[Your task]: Extract word for word the part of the items that begins with the line containing "Report the position of each instance of the white crosswalk" and runs to the end of the items, including both ends. Leave the pictures out of your answer.

[Provided entries]:

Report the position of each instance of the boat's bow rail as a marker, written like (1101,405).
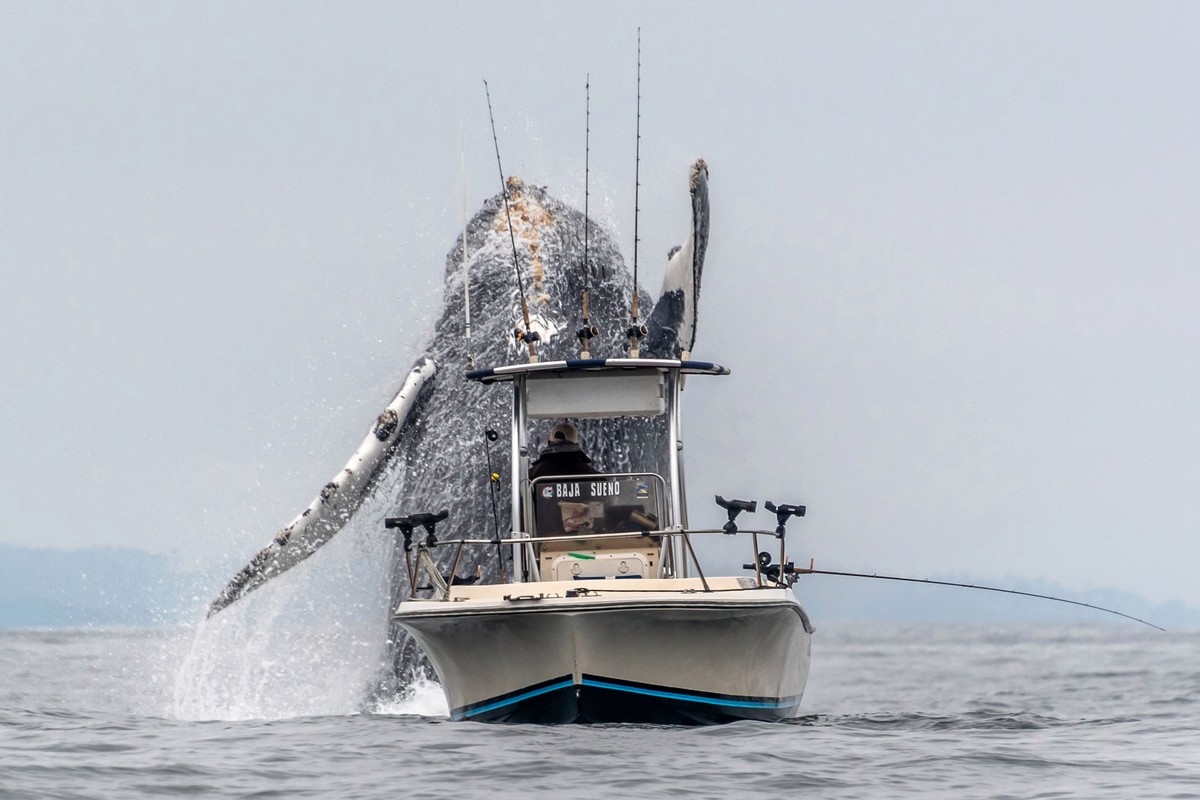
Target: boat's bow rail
(643,557)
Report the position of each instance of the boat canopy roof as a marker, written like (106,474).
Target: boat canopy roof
(597,367)
(595,388)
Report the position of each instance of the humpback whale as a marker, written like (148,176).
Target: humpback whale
(426,450)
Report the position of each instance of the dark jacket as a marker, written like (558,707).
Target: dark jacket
(562,458)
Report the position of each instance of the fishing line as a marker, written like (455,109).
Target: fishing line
(466,274)
(970,585)
(528,336)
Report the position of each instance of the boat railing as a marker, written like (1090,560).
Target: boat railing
(767,575)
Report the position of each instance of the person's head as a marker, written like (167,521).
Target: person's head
(564,433)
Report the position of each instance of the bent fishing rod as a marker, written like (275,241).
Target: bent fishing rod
(874,576)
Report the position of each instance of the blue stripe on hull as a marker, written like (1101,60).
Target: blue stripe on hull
(601,699)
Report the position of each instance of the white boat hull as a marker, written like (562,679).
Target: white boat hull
(609,651)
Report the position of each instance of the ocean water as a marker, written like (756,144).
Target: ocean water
(892,711)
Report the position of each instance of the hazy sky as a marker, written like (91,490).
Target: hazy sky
(953,262)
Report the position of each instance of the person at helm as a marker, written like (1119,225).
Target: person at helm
(562,455)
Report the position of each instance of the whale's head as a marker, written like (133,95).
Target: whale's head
(549,239)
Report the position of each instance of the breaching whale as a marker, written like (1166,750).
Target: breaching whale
(426,450)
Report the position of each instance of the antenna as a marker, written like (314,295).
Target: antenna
(636,331)
(528,336)
(588,330)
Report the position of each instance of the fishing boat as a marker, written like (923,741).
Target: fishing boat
(601,611)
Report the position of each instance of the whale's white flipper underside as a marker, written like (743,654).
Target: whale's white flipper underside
(337,500)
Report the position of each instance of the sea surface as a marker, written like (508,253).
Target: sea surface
(891,711)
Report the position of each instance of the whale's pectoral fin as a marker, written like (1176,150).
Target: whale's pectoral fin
(339,499)
(673,320)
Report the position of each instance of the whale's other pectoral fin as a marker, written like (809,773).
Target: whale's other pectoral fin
(672,324)
(339,499)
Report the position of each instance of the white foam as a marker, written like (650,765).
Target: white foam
(423,698)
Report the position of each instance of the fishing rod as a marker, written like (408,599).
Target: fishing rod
(466,274)
(528,336)
(492,480)
(969,585)
(636,331)
(588,330)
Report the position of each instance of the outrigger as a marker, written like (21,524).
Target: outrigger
(601,611)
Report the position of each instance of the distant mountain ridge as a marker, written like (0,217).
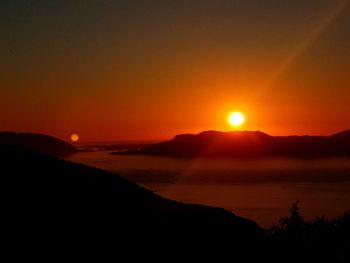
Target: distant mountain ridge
(250,144)
(37,142)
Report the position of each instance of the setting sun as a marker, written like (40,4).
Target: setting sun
(74,137)
(236,119)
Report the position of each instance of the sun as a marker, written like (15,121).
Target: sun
(236,118)
(74,137)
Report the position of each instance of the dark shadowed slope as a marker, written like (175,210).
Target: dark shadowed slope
(250,144)
(37,142)
(52,199)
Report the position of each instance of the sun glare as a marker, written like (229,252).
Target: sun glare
(236,119)
(74,137)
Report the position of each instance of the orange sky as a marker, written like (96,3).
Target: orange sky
(153,69)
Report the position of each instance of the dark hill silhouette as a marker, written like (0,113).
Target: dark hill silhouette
(37,142)
(52,199)
(243,144)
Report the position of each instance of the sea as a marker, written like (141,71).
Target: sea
(261,189)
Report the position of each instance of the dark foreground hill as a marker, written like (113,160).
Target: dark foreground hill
(247,144)
(37,142)
(51,203)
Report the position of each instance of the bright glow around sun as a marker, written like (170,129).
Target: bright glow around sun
(74,137)
(236,118)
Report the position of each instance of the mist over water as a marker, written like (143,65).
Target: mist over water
(261,189)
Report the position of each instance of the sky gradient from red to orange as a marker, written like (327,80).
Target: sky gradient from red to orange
(139,70)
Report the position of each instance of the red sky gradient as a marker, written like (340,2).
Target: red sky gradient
(153,69)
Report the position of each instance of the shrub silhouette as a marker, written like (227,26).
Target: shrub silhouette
(319,240)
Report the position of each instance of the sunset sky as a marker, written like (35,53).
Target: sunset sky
(138,70)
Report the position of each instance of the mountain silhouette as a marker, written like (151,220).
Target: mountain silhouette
(52,199)
(37,142)
(247,144)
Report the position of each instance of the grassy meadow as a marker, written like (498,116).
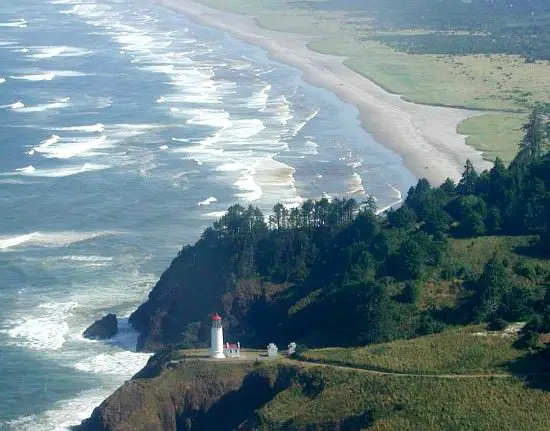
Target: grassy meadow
(470,350)
(355,400)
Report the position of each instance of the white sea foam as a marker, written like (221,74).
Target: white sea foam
(355,185)
(57,104)
(93,128)
(301,125)
(310,148)
(44,329)
(46,52)
(399,198)
(31,171)
(48,239)
(214,215)
(56,148)
(20,23)
(15,105)
(117,363)
(47,76)
(249,189)
(208,201)
(259,99)
(87,259)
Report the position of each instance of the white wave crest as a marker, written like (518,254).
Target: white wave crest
(208,201)
(45,52)
(20,23)
(15,105)
(31,171)
(93,128)
(57,148)
(48,239)
(117,363)
(47,76)
(44,329)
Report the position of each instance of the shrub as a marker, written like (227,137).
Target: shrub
(497,324)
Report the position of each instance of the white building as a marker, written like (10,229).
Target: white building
(216,338)
(292,348)
(232,350)
(272,349)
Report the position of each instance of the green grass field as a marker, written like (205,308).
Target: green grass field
(456,351)
(352,400)
(488,82)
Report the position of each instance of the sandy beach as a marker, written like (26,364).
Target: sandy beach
(424,136)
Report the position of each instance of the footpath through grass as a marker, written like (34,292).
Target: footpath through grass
(471,350)
(343,399)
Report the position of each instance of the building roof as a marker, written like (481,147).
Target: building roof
(231,346)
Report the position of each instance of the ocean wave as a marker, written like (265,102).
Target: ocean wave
(21,108)
(19,23)
(249,189)
(259,99)
(207,201)
(355,185)
(44,329)
(48,239)
(94,128)
(47,76)
(310,148)
(113,363)
(214,215)
(46,52)
(56,148)
(31,171)
(89,10)
(15,105)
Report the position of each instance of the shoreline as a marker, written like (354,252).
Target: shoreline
(424,136)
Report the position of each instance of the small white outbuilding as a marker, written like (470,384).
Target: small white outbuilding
(272,350)
(292,348)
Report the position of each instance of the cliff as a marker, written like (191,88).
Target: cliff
(200,395)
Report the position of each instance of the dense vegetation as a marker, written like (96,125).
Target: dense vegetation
(334,273)
(459,27)
(200,395)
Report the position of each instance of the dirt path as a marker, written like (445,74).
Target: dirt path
(397,374)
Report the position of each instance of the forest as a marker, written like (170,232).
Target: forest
(335,273)
(456,27)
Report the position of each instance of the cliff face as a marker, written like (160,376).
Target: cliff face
(194,395)
(199,281)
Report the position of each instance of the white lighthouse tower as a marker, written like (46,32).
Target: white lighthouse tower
(216,338)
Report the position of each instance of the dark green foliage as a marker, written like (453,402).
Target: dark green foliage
(334,273)
(411,292)
(528,340)
(459,27)
(497,324)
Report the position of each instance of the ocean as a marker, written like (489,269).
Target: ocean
(126,129)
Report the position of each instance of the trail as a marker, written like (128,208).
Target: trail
(398,374)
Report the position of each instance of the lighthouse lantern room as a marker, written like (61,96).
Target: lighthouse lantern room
(216,338)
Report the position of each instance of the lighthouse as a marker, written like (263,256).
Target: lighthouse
(216,338)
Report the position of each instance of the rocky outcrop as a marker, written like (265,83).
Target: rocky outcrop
(193,395)
(103,328)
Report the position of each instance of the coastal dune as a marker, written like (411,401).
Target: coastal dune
(424,136)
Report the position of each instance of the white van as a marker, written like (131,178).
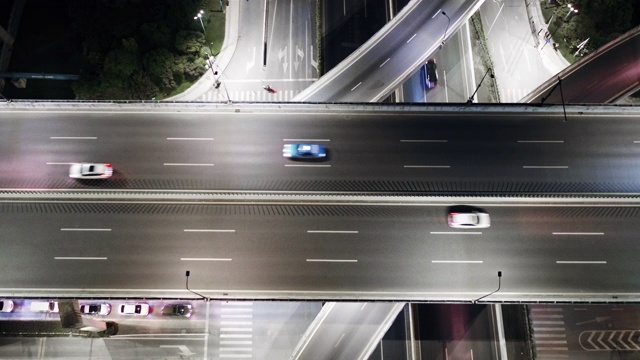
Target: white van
(45,306)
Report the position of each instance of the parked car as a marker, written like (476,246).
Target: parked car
(134,309)
(469,219)
(6,306)
(431,74)
(304,151)
(184,310)
(95,309)
(45,306)
(90,171)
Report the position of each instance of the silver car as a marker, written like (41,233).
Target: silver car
(6,306)
(90,171)
(134,309)
(95,309)
(183,310)
(471,219)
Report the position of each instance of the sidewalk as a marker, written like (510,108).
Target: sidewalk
(205,83)
(521,61)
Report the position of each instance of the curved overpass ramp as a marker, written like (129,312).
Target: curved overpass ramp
(604,76)
(389,58)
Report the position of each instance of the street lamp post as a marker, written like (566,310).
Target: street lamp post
(199,16)
(571,10)
(480,84)
(187,286)
(447,28)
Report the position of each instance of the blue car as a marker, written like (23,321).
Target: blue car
(304,151)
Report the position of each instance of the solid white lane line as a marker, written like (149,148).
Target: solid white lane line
(186,164)
(418,140)
(205,259)
(339,340)
(209,230)
(545,167)
(561,233)
(85,229)
(428,166)
(456,233)
(228,309)
(236,336)
(73,137)
(312,140)
(193,139)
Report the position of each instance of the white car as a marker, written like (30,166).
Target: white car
(6,306)
(45,306)
(134,309)
(95,309)
(471,219)
(90,171)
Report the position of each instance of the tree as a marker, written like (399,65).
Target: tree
(160,66)
(189,42)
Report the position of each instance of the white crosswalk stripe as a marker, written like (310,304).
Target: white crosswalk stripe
(549,335)
(236,330)
(513,95)
(248,96)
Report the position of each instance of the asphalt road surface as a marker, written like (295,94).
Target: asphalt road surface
(603,76)
(379,66)
(241,149)
(316,251)
(262,330)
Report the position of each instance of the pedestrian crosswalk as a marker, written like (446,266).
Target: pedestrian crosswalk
(220,95)
(236,330)
(550,338)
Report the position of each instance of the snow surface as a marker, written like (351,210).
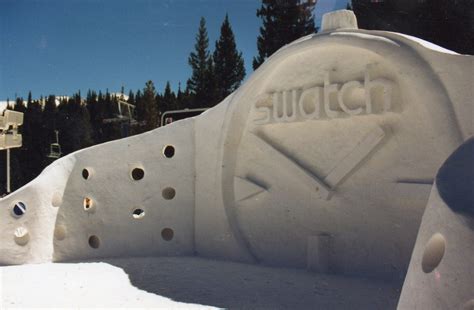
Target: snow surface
(427,44)
(184,282)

[Finished exercise]:
Report the position of each instance of the white crosswalk stripe as a marker, written like (310,304).
Target: white crosswalk stripe
(549,335)
(236,330)
(513,95)
(248,96)
Report the position of each instance of the asphalt road surface as a marker, written like (295,94).
Target: asphalt road surface
(603,76)
(379,66)
(241,149)
(316,251)
(262,330)
Report the position of each instance of the pedestrian crosswalk as a marker, written like (446,266).
Target: pedestrian crosswalk
(220,95)
(236,330)
(550,338)
Report the position of each instance of the snow surface as a marker, written like (351,210).
Target: snow surface
(427,44)
(184,282)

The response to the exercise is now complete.